■ **Instructions to follow**: The records that follow must be repeated exactly, except for their pictures.

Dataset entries

-----

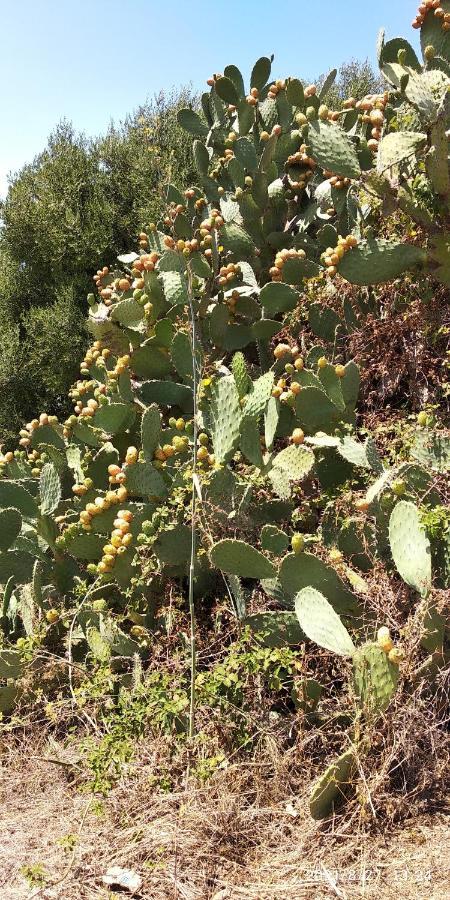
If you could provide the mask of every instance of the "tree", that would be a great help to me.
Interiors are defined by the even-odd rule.
[[[192,175],[188,136],[176,120],[188,91],[159,94],[106,136],[88,140],[61,122],[47,147],[11,180],[1,204],[0,440],[36,404],[67,411],[61,397],[86,342],[86,294],[100,265],[113,265],[142,222],[158,219],[164,184]]]

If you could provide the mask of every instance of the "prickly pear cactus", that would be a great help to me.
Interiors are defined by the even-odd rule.
[[[388,708],[398,683],[398,666],[378,644],[364,644],[353,655],[353,679],[358,702],[368,716]]]
[[[306,636],[319,647],[338,656],[354,654],[355,646],[347,629],[320,591],[312,587],[299,591],[295,598],[295,612]]]
[[[309,799],[313,819],[326,819],[347,799],[356,768],[356,753],[346,750],[317,779]]]
[[[401,500],[392,510],[389,542],[403,581],[426,595],[431,588],[431,547],[414,503]]]
[[[273,563],[245,541],[219,541],[209,555],[214,566],[230,575],[261,579],[273,578],[276,574]]]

-----

■ **Exercise solution**:
If you could provide the mask of every instance of the "tree", that would be a great help to me.
Interiors are defined by the even-odd rule.
[[[192,175],[188,136],[176,120],[188,91],[159,94],[106,136],[88,140],[61,122],[47,147],[11,180],[1,204],[0,440],[36,404],[67,411],[61,397],[86,342],[86,294],[100,265],[113,265],[142,222],[158,219],[164,184]]]

If you could provide the mask of every instance of the "prickly pear cactus", that would be a great help to me.
Interiors are defined by the even-odd rule.
[[[388,708],[398,683],[398,666],[378,644],[364,644],[353,655],[353,679],[358,702],[368,716]]]
[[[306,636],[319,647],[338,656],[354,654],[355,646],[347,629],[320,591],[312,587],[299,591],[295,598],[295,612]]]
[[[309,799],[313,819],[326,819],[347,799],[356,768],[356,753],[346,750],[317,779]]]
[[[401,500],[392,510],[389,542],[403,581],[426,595],[431,588],[431,547],[414,503]]]
[[[273,563],[245,541],[219,541],[209,555],[214,566],[230,575],[261,579],[273,578],[276,574]]]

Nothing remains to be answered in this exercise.